The exercise:
Starting at the beginning of the listing and ending at the line containing "525], [173, 511]]", rewrite every line, requests included, with each point coordinate in the answers multiplied by 1.45 and rounded to a whole number, halves rounding up. Leave the pictures out.

Supplied entries:
## Begin

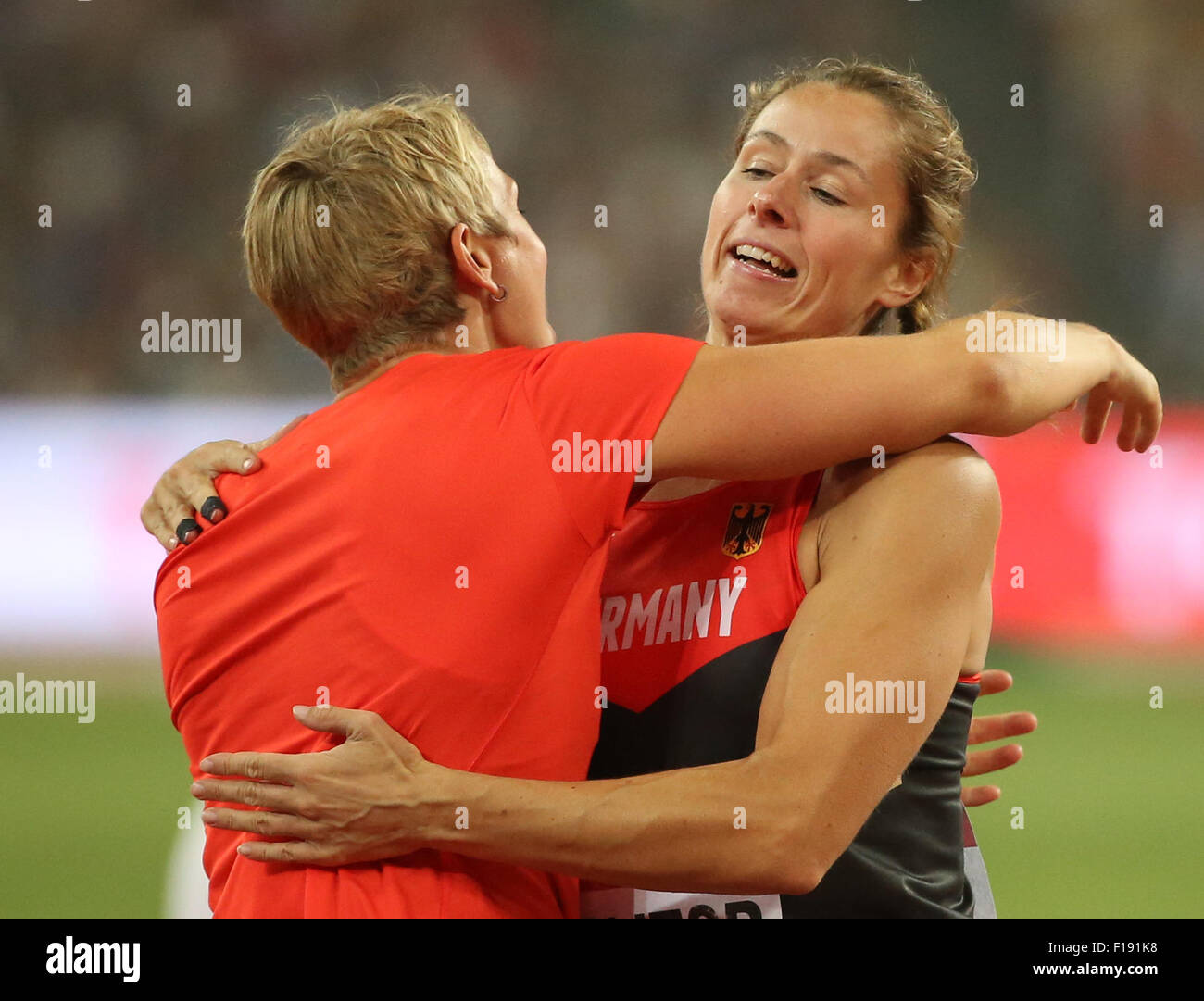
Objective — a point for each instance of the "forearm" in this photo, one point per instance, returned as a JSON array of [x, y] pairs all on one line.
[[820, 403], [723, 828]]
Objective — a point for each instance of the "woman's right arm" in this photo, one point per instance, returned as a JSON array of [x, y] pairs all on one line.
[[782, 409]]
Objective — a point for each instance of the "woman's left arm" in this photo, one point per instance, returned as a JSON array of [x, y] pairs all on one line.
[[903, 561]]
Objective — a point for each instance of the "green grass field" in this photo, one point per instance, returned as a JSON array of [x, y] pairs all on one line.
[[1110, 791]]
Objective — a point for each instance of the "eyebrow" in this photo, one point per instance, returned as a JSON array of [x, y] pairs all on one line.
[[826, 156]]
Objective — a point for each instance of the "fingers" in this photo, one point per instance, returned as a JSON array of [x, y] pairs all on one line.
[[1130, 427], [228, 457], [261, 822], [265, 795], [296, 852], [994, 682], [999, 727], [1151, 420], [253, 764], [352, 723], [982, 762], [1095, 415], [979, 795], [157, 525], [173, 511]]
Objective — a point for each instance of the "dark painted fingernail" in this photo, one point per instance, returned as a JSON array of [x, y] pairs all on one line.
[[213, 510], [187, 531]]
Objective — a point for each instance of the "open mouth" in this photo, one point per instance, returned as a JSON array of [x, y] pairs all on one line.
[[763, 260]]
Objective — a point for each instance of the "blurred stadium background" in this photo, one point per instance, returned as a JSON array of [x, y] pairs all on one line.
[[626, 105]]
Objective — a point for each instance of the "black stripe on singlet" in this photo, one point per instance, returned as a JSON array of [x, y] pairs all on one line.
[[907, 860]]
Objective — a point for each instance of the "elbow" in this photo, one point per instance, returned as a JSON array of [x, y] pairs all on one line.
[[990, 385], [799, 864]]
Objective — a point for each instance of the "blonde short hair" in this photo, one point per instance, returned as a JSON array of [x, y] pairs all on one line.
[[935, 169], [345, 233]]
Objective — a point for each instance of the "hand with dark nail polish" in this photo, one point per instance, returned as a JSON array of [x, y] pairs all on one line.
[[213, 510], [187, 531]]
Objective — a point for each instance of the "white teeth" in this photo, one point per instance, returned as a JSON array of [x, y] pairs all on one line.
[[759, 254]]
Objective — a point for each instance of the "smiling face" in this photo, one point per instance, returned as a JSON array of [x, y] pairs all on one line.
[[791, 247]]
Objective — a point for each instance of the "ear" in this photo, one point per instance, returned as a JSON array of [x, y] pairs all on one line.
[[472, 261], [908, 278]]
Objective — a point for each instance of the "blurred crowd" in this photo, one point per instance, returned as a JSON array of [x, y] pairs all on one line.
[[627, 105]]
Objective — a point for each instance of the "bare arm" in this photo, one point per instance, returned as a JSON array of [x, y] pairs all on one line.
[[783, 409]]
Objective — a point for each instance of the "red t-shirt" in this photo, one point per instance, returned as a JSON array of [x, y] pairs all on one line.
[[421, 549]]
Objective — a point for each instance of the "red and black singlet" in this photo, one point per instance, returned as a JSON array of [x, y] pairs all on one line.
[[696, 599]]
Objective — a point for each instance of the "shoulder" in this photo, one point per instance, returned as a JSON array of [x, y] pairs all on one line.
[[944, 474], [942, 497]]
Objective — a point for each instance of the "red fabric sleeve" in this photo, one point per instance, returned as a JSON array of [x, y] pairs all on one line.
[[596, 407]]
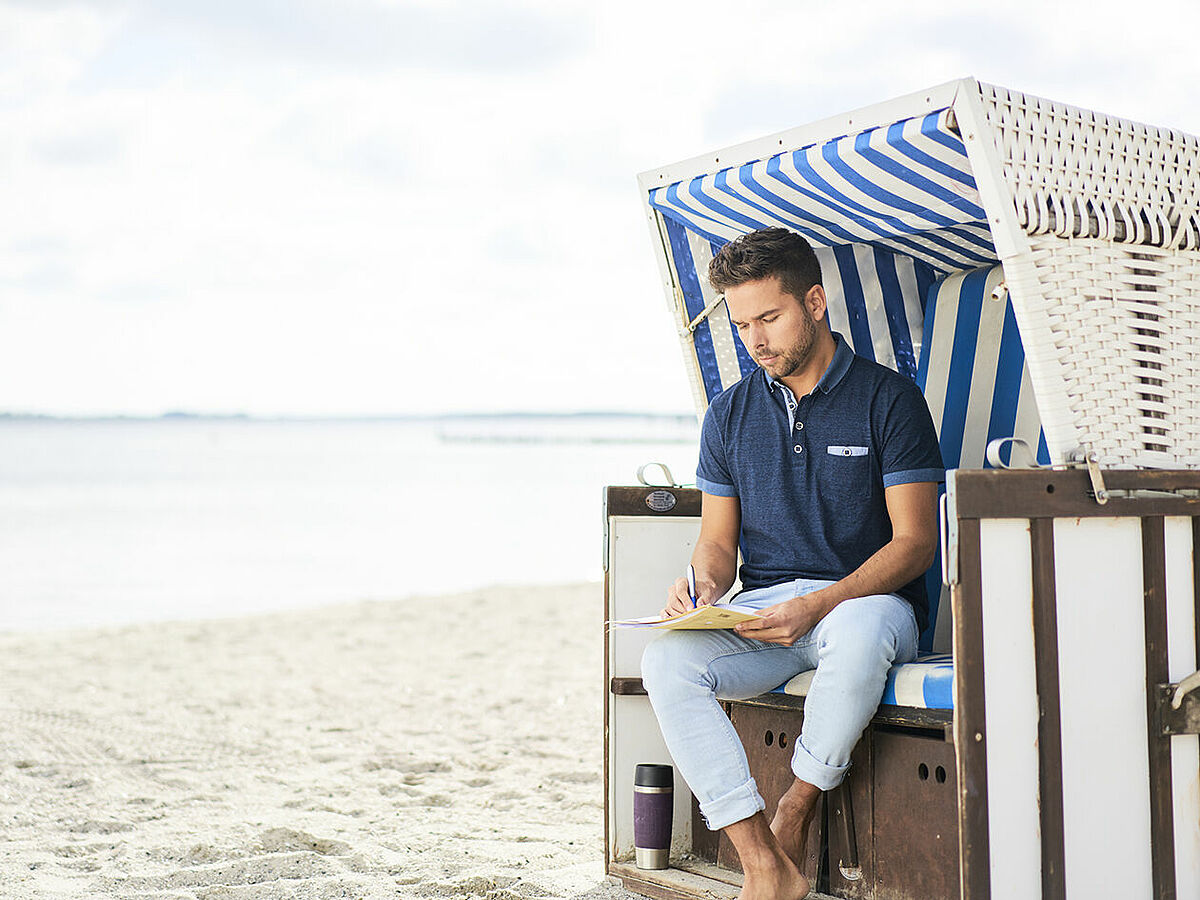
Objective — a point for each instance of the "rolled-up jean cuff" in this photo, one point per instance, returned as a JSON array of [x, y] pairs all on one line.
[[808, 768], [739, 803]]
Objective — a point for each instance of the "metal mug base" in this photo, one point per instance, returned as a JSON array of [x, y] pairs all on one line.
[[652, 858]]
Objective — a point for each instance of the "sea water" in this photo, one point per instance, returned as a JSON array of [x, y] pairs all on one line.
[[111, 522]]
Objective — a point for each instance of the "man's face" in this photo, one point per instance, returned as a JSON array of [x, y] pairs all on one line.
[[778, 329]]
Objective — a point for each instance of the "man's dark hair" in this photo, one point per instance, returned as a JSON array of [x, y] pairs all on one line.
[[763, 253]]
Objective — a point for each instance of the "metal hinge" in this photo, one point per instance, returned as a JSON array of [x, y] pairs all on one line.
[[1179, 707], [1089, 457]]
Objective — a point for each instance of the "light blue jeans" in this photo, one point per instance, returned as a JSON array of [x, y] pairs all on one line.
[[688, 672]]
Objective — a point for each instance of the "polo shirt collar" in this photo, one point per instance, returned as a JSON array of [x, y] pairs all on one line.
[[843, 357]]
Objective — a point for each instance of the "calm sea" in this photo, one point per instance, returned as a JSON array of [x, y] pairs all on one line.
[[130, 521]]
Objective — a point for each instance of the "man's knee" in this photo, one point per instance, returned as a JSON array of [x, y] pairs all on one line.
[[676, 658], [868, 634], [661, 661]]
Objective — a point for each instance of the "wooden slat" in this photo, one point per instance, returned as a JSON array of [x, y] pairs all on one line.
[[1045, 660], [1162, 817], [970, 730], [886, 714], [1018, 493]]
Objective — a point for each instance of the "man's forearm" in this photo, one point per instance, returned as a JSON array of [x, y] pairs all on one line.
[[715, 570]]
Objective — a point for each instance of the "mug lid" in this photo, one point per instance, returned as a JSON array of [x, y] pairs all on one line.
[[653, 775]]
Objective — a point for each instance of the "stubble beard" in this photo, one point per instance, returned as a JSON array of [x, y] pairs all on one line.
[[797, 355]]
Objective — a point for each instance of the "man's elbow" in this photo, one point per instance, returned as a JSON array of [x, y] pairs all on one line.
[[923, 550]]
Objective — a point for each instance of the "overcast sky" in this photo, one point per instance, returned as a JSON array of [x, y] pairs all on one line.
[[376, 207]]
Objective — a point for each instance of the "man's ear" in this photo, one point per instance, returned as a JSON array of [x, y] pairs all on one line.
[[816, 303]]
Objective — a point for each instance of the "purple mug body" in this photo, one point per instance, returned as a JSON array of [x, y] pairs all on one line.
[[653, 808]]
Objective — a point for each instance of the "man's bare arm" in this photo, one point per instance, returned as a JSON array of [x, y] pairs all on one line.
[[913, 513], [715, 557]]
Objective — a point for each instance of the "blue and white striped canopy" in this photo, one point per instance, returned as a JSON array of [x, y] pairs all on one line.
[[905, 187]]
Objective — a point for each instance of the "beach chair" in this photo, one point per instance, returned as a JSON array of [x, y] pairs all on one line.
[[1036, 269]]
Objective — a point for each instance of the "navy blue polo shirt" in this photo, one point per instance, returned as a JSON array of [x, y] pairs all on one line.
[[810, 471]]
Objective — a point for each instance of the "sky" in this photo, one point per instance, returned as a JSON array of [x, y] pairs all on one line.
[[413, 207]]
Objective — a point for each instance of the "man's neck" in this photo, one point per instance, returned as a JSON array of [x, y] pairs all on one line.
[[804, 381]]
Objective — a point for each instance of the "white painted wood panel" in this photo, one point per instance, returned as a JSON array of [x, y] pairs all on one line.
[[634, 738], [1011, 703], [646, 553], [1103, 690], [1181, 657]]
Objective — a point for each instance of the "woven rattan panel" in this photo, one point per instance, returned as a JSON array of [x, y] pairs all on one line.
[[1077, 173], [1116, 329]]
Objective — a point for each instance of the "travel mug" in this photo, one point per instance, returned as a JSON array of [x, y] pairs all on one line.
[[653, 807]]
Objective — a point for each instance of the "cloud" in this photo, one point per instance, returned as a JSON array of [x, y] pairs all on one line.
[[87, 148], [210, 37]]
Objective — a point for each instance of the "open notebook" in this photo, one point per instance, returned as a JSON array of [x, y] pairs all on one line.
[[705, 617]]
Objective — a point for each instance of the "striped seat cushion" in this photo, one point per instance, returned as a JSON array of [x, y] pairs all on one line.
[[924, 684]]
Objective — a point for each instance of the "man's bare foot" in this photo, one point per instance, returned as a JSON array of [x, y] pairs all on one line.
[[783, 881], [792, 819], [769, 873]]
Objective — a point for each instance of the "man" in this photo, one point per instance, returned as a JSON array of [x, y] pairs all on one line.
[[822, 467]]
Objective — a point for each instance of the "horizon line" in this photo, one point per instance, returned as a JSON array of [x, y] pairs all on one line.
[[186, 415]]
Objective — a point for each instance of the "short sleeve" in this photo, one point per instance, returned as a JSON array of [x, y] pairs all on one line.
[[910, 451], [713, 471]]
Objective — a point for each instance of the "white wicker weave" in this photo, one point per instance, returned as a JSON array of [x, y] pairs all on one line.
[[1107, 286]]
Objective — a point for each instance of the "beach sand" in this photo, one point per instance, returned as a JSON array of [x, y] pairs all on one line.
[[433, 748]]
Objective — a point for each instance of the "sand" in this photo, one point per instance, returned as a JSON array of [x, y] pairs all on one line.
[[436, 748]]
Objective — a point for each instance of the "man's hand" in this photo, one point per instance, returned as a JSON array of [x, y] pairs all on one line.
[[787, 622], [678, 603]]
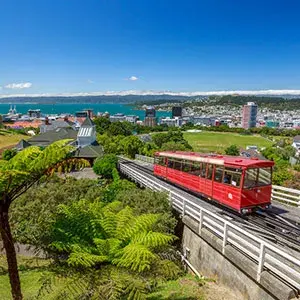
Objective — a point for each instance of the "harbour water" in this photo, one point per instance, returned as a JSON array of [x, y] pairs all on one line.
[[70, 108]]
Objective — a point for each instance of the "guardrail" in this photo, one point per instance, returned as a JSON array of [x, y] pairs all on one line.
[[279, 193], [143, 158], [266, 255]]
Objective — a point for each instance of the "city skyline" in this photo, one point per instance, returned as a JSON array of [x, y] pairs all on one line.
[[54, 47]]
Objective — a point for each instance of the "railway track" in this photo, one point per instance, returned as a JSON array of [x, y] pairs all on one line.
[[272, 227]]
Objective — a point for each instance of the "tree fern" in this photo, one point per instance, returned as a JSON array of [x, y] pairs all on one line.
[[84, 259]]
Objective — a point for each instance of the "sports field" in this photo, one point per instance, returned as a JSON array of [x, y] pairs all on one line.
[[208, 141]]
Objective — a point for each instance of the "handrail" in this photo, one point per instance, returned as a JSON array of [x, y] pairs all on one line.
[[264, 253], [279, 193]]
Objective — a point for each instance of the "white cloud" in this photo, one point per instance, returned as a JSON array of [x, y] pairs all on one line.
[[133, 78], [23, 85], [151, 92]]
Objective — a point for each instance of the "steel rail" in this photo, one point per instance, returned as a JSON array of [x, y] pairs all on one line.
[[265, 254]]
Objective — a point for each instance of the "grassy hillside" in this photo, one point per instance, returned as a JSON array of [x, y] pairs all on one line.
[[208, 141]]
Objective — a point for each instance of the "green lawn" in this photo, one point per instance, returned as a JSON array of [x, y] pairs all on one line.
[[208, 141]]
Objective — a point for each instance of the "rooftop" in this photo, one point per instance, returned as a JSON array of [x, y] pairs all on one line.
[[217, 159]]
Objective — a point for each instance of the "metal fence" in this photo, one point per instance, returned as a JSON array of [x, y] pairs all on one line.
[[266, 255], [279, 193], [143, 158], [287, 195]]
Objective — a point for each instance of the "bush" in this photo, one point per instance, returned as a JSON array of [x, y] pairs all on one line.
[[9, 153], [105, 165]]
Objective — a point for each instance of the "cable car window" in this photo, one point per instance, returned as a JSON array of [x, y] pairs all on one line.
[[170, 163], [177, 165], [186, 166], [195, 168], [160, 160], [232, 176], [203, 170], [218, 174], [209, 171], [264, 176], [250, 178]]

## End

Solution to the problem:
Objective — a point for each instance of the "forearm" in this photo, one point per instance, returned as a JSON array of [x, y] pairs all on one line.
[[1189, 584], [1048, 1201]]
Objective — a point for each instance of the "woman's right arm" in this photo, one point per instance, returned as a JSON array of [x, y] pairs all on one line.
[[1134, 593]]
Objective — a point for each instance of the "woman's left arm" in this photo, one point per instance, returned as a JSON array of [x, y] pairs all on one line.
[[1309, 813]]
Objective — a point for each instance of the "green grass field" in this photo, one point per instance, returned as a JSON array of [x, y] pairs all on one line.
[[1610, 1147]]
Objective — a point for each instance of the "eyebrow" in this photo, one point per instance, returned as a JSON array of [x, y] pairs all on one line.
[[1198, 226]]
Objective — a point for each instance of the "fingers" in this photo, one point per instance, returned as a JSON array of [x, y] pairs all on one line.
[[1639, 619], [331, 663], [378, 1192], [384, 1153], [429, 1235], [1441, 989], [1449, 1054], [1669, 609], [367, 1108], [510, 1048], [1424, 1105], [1588, 602], [1420, 1153], [228, 761], [251, 741]]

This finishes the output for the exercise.